Segment Open
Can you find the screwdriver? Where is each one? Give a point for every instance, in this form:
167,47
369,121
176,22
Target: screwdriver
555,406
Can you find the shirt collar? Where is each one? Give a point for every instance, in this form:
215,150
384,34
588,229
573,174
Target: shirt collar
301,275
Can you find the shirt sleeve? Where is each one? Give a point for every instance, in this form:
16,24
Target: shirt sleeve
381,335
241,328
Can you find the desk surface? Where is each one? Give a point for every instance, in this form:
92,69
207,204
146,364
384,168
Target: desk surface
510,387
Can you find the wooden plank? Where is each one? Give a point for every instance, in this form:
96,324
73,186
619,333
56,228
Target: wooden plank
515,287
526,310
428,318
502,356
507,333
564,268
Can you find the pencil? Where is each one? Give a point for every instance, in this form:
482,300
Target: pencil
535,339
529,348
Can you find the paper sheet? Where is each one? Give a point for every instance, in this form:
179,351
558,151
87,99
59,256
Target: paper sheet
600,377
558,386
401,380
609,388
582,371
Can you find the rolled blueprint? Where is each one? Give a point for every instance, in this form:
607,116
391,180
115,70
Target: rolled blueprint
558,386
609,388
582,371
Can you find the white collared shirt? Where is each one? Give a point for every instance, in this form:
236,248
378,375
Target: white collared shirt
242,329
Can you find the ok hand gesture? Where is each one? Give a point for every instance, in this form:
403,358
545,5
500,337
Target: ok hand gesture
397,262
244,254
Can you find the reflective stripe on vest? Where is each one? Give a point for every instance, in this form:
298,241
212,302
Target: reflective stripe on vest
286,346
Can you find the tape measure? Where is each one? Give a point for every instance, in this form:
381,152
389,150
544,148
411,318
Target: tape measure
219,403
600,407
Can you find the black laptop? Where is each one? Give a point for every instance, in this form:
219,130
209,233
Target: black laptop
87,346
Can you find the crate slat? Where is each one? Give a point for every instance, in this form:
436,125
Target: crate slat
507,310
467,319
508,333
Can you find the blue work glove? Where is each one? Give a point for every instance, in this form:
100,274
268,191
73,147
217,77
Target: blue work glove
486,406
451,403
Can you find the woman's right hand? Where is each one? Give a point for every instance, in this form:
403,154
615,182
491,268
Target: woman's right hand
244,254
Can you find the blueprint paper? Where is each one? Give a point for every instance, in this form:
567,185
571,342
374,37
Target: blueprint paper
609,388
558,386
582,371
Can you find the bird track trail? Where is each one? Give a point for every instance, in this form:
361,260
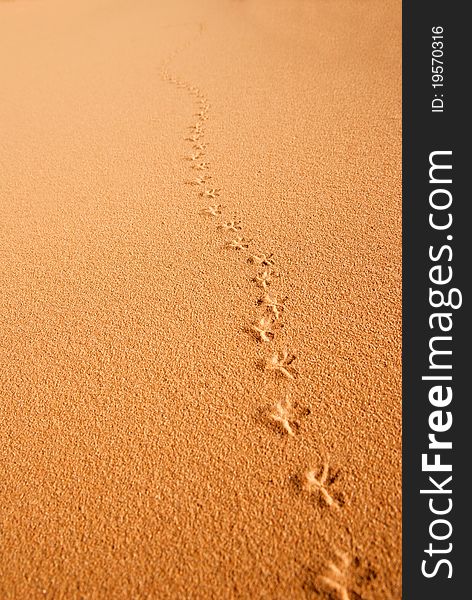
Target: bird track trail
315,481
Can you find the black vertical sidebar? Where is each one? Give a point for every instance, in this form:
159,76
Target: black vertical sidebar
425,132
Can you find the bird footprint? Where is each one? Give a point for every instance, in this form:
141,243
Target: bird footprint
231,226
263,329
238,244
212,193
281,363
214,210
282,415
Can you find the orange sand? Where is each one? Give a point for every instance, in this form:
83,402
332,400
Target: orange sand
139,456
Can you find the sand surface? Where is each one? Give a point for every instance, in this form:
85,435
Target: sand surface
140,457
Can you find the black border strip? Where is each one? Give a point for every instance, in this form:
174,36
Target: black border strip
425,132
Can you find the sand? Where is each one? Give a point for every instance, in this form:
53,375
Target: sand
152,444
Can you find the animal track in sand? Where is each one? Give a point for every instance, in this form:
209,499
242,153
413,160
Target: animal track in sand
Segment Closed
* **Directions**
The exact lines from the one containing "Can you find the sand?" through the end of the listing above are the expected output; include nothing else.

* **Exercise solution**
Can you find the sand? Where is each one? Give a point for every instance, in this form:
53,375
Target: sand
152,444
Can you find the animal track in sand? Where is each one? Give a point for every instance, in this form:
209,499
242,153
413,160
Target: animal track in sand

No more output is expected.